◆ Task directions:
Please give every line of the items below as a numbered list, skipping blank lines and leaving the pictures out.

◆ Given data:
*****
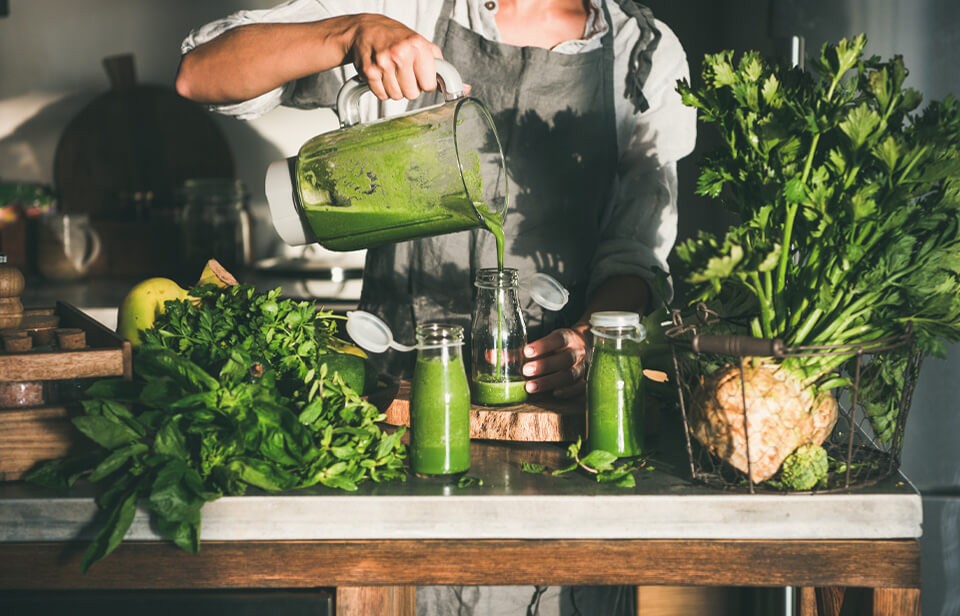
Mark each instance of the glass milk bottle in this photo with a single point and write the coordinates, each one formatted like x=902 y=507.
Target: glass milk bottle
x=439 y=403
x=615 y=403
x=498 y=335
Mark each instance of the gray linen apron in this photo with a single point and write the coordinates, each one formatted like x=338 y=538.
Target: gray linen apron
*****
◆ Answer below:
1. Mark each instance of the glass milk bottle in this photo with a single point and write the coordinates, each one formatted like x=902 y=507.
2. Target: glass milk bottle
3. x=439 y=403
4. x=615 y=403
5. x=498 y=335
6. Mark each instance of the gray linen apron in this photo with a single point and write the coordinates, each one formatted like x=338 y=538.
7. Target: gray linen apron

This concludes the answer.